◆ SOURCE TEXT:
================

The girls' overall level of physical activity was measured for three days with a device that could detect frequency of movement and speed. Their TV viewing hours, height, weight, body-mass index (BMI), percent of body fat and daily calorie intake were also recorded. BMI, a calculation based on height and weight, is a reference used to determine obesity.
At age 12, the activity levels were higher in white girls than in black girls. The black girls had a higher BMI and body fat percentage, and ate more calories daily. They also watched more TV: The median -- meaning half watched more, half watched less -- was 44.3 hours a week for black girls vs. 24.5 for white girls.
Median daily caloric intake was slightly higher for black girls -- 1,912 vs. 1,906 for white girls.
At 12 years of age, 14 percent of the black girls were obese, compared to 4.3 percent of the white girls. At 14 years, 15.6 percent of the black girls and 5.1 percent of the white girls were obese.

================

◆ DATASET RECORDS:

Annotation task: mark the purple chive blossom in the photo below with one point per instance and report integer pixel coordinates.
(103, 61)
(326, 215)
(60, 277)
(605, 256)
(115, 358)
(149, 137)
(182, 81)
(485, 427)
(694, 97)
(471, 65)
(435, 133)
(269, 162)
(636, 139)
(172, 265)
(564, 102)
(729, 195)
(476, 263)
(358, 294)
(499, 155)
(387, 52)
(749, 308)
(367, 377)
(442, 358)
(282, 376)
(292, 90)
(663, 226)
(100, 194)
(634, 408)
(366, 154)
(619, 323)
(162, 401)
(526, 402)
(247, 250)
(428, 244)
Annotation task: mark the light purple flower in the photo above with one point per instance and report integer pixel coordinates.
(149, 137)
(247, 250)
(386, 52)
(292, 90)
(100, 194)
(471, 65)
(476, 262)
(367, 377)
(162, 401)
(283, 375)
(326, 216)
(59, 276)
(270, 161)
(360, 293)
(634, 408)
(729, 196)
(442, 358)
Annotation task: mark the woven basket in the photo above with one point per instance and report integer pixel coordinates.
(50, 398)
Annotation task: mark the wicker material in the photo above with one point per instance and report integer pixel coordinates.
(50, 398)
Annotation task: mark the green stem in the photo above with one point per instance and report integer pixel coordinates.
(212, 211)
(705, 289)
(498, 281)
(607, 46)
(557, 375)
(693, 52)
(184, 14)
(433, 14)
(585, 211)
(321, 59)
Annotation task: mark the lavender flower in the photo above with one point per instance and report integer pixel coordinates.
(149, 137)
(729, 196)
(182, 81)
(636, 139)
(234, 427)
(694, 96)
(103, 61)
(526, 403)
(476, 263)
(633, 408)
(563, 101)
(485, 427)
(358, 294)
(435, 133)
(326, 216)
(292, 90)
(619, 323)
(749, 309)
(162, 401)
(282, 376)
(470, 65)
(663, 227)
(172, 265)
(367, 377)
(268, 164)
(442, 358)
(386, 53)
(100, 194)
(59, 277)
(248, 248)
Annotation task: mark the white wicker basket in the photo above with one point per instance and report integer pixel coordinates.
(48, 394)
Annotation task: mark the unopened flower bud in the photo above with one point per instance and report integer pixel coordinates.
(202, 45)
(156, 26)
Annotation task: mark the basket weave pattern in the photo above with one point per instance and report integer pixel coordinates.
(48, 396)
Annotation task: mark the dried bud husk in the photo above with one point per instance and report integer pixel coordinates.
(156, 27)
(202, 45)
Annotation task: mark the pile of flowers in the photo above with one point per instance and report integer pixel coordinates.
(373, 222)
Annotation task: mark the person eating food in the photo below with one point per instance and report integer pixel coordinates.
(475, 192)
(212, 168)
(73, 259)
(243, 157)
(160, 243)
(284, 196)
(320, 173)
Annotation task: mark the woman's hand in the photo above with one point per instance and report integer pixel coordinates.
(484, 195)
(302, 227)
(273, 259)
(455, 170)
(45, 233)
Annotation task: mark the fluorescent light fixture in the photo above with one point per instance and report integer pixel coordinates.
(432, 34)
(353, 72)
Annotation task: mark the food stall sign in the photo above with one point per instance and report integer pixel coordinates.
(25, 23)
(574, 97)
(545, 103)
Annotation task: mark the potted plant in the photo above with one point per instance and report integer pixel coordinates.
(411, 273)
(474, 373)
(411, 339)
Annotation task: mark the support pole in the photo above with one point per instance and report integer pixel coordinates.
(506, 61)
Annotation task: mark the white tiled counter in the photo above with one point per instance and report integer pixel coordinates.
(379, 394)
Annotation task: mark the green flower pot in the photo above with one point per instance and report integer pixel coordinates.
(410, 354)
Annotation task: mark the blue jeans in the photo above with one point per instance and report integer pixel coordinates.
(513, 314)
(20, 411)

================

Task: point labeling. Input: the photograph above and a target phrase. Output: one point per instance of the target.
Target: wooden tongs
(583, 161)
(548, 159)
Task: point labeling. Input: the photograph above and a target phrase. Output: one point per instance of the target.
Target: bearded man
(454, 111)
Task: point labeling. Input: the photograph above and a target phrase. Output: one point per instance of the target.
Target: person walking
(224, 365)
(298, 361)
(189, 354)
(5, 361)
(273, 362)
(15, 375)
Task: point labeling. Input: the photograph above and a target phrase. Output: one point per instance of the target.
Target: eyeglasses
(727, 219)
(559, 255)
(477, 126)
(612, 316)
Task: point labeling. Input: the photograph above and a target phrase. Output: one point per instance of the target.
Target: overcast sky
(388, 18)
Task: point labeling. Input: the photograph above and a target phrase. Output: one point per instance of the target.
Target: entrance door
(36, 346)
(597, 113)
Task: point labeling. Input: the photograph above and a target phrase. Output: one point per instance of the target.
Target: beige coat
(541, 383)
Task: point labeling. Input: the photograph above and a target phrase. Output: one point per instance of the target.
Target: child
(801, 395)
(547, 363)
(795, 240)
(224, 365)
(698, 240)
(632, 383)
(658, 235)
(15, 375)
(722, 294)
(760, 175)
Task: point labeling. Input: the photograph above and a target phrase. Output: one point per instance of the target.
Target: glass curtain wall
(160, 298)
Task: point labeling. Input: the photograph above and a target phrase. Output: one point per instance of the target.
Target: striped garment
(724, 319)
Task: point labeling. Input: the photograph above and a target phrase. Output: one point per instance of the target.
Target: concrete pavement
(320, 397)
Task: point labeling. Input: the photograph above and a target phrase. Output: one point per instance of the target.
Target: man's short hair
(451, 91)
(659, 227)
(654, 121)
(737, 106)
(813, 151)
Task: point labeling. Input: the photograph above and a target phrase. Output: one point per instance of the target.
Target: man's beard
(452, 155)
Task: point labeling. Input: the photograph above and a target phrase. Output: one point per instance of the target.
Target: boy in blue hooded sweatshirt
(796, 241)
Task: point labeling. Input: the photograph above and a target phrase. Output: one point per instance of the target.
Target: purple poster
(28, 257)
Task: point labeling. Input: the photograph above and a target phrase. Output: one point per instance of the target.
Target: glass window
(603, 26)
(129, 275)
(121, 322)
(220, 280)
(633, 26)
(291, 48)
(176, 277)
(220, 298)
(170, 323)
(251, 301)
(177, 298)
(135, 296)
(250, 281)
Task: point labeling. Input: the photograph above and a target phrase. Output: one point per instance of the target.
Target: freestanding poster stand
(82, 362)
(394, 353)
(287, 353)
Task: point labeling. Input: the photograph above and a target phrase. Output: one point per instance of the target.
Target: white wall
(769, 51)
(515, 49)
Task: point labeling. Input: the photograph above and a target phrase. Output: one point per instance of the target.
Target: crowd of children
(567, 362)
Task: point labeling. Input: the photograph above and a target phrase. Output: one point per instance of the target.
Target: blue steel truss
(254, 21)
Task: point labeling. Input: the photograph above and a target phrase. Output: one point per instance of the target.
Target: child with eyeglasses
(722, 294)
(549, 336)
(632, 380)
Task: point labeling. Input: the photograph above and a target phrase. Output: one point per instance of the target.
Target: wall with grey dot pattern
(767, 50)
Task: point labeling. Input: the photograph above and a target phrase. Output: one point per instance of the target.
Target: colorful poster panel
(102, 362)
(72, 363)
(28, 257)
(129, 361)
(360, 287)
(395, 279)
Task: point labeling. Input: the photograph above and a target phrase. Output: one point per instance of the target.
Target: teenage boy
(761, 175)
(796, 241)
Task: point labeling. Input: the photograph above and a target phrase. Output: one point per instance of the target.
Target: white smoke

================

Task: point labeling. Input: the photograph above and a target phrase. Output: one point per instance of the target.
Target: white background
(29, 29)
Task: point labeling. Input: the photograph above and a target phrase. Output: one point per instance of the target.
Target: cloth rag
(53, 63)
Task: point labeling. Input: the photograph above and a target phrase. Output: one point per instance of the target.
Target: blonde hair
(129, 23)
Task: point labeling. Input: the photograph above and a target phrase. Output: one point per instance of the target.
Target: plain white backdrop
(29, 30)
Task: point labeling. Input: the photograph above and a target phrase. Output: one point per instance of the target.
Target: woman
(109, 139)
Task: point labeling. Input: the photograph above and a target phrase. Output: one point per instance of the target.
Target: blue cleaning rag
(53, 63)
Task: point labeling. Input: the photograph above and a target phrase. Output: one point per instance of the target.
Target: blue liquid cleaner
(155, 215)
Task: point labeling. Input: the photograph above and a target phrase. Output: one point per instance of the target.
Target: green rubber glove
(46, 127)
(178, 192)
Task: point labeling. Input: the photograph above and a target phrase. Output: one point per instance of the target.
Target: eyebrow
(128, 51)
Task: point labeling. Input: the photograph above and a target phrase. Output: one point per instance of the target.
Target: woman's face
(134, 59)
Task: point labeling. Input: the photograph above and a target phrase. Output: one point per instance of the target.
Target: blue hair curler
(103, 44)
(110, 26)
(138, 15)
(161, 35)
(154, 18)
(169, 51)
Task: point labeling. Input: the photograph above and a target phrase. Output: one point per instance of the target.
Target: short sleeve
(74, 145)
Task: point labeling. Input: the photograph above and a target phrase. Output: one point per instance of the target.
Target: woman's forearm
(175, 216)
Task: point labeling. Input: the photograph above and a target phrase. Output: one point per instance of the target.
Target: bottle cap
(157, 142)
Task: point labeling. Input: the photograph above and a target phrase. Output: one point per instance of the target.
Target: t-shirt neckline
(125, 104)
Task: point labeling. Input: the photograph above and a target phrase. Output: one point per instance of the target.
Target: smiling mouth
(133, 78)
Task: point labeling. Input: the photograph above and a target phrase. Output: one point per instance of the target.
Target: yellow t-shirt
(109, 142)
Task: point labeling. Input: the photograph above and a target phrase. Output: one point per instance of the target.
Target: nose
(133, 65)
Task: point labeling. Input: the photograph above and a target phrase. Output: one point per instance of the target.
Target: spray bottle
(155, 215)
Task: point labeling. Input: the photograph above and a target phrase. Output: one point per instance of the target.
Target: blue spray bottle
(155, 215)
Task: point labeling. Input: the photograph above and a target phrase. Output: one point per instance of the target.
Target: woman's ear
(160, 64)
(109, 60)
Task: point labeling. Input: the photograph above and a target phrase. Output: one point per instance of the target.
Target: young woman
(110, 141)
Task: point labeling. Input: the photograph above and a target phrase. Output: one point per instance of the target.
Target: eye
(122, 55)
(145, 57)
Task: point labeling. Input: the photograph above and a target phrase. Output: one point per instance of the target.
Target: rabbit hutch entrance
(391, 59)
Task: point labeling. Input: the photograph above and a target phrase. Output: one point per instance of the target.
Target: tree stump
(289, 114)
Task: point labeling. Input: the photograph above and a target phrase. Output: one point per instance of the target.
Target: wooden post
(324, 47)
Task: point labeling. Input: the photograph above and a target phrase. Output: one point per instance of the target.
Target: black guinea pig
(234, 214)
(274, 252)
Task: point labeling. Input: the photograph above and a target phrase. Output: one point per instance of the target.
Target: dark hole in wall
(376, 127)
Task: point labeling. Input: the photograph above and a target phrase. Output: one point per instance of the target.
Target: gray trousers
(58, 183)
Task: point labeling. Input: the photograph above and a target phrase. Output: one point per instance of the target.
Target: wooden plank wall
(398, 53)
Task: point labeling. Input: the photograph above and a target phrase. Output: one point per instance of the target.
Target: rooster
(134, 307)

================

◆ TO DO:
#1 According to the passage on girls' activity and obesity, what percent of the black girls were obese at 14 years?
#2 Pick up the passage on girls' activity and obesity after its last sentence and keep writing it.
The records stand apart from the passage on girls' activity and obesity.

◆ RESULTS:
#1 15.6 percent

#2
That no link was found between physical activity levels and obesity among black girls is consistent with other research showing that fat-burning rates in response to physical activity are lower in black girls during puberty and adulthood than in whites.
Lifestyle issues, rather than genetics, may partly explain the results, said Pete McCall, an exercise physiologist with the American Council on Exercise.
Noting that black girls watch much more TV than white girls, he said, "That would be one area to change." They could shut off the TV and get exercise, "but the neighborhood may not be conducive," he said.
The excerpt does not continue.